ZU PRÜFENDER TEXT:
- - - - -

Nicaragua: Corona wird ignoriert, Präsident ist verschollen

Nicaragua: Corona wird ignoriert, Präsident ist verschollen
Nicaragua gehört weltweit zu den wenigen Ländern, wo offiziell kaum Maßnahmen gegen das Coronavirus getroffen werden.

Gerüchte über Gerüchte: Hat Nicaraguas Präsident Daniel Ortega innerhalb kurzer Zeit drei Herzinfarkte erlitten? Ist er zusätzlich an Covid-19 erkrankt? Ist der 74-Jährige klinisch tot? War er deshalb zuletzt am 12. März öffentlich zu sehen, während einer Videokonferenz?

Fest steht: Ortega ist als derzeit einziger lateinamerikanischer Staatschef abgetaucht. Über seinen Gesundheitszustand gab es auch in der Vergangenheit wilde Spekulationen. Seine Vertreterin, Ehefrau und Vizepräsidentin Rosario Murillo, beschwichtigt, tritt derzeit als Anführerin auf. Über die größtenteils regierungstreuen TV-Kanäle liest sie der Bevölkerung aus der Bibel vor, rezitiert Gedichte und zitiert ihren Gatten.

Inszenierung für die Wiederauferstehung?

Im Kampf gegen Corona dürfte das wenig hilfreich sein: Die Regierung hat bisher kaum Maßnahmen ergriffen. Zumindest keine empirisch belegten: Ende März nahmen Zehntausende an einem offiziellen "Marsch gegen das Virus" teil - man wolle Covid-19 "mit Liebe" bekämpfen, hieß es.

Nicaragua hält sich strikt nicht an WHO-Empfehlungen. Restaurants, Strände und auch Fußballstadien sind weiterhin offen. Die Baseball-Saison hat gerade begonnen, die Amateur-Boxklubs suchen ihren neuen Meister, Schulen haben geöffnet.

Nicaragua: Corona wird ignoriert, Präsident ist verschollen

Marsch: "Mit Liebe gegen Corona"

- - - - -

[Einträge des Datensatzes]
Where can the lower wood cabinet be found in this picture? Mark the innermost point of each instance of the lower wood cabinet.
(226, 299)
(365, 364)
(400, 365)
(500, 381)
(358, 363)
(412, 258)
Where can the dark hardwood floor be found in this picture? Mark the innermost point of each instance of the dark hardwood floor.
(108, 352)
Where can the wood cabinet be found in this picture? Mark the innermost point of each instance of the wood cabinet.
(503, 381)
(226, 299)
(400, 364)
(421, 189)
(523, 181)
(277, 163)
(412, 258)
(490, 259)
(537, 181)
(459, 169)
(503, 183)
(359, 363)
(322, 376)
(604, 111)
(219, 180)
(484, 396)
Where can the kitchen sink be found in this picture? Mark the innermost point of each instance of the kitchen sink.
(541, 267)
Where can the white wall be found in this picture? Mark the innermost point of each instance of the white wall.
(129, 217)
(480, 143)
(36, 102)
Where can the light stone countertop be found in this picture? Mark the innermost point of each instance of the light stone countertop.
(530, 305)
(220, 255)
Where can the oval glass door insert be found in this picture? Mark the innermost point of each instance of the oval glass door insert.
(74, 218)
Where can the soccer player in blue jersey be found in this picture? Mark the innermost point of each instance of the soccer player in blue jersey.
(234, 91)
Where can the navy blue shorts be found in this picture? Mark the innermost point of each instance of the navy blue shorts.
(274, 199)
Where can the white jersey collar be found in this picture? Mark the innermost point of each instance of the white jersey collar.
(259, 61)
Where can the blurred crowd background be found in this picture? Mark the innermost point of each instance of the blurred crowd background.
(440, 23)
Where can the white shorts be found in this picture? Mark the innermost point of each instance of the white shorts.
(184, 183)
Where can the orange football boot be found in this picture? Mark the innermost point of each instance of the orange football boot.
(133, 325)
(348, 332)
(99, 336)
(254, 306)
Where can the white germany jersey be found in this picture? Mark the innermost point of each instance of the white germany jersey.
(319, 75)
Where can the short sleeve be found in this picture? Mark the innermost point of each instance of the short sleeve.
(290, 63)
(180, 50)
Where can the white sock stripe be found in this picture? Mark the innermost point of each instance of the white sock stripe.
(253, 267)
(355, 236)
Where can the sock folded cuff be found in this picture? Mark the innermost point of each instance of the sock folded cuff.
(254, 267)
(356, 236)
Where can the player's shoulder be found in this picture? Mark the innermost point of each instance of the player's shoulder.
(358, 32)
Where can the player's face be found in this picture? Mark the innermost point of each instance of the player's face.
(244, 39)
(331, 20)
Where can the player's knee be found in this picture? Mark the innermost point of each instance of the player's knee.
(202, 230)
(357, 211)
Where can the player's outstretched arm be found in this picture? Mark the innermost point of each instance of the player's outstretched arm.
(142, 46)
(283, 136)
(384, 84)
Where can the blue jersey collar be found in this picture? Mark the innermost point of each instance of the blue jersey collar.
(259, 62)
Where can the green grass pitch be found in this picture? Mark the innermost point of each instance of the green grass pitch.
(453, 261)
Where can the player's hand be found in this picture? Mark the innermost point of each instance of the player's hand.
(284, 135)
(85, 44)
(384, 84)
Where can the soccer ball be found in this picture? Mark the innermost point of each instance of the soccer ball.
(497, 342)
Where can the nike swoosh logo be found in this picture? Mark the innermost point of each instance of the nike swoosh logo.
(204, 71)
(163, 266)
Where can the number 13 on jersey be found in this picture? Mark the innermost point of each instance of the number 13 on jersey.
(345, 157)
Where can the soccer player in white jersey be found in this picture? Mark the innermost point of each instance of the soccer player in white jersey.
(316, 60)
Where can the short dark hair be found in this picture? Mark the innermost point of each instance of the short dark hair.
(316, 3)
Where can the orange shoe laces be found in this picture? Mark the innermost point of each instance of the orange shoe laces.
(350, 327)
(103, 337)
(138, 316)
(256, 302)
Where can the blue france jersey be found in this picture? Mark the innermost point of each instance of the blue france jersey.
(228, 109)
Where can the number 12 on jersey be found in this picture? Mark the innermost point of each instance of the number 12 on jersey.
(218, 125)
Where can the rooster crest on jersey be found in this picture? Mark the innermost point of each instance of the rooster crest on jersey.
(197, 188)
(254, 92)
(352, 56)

- - - - -

AUFGABEN UND ÜBUNGEN:
A. Erklären Sie in ein bis drei Sätzen, mit welcher Begründung laut dem Artikel über Nicaragua der offizielle „Marsch gegen das Virus“ abgehalten wurde.
B. Duplizieren Sie aus dem Artikel über Nicaragua alles von „Gerüchte über Gerüchte: Hat“ bis hinunter zu „zitiert ihren Gatten.“.
C. Beantworten Sie anhand des Artikels über Nicaragua die folgenden Fragen:
(i) Welche Rollen hat Rosario Murillo laut dem Artikel?
(ii) Was tut sie über die größtenteils regierungstreuen TV-Kanäle?
(iii) Welche Saison hat gerade begonnen?
Die Daten stehen in keinem Zusammenhang mit dem Artikel über Nicaragua.

LÖSUNGEN DER AUFGABEN:
A. Ende März nahmen Zehntausende an einem offiziellen „Marsch gegen das Virus“ teil. Als Begründung hieß es, man wolle Covid-19 „mit Liebe“ bekämpfen.

B.
Gerüchte über Gerüchte: Hat Nicaraguas Präsident Daniel Ortega innerhalb kurzer Zeit drei Herzinfarkte erlitten? Ist er zusätzlich an Covid-19 erkrankt? Ist der 74-Jährige klinisch tot? War er deshalb zuletzt am 12. März öffentlich zu sehen, während einer Videokonferenz?

Fest steht: Ortega ist als derzeit einziger lateinamerikanischer Staatschef abgetaucht. Über seinen Gesundheitszustand gab es auch in der Vergangenheit wilde Spekulationen. Seine Vertreterin, Ehefrau und Vizepräsidentin Rosario Murillo, beschwichtigt, tritt derzeit als Anführerin auf. Über die größtenteils regierungstreuen TV-Kanäle liest sie der Bevölkerung aus der Bibel vor, rezitiert Gedichte und zitiert ihren Gatten.

C.
(i) Sie ist Ortegas Vertreterin, Ehefrau und Vizepräsidentin.
(ii) Sie liest der Bevölkerung aus der Bibel vor, rezitiert Gedichte und zitiert ihren Gatten.
(iii) Die Baseball-Saison hat gerade begonnen.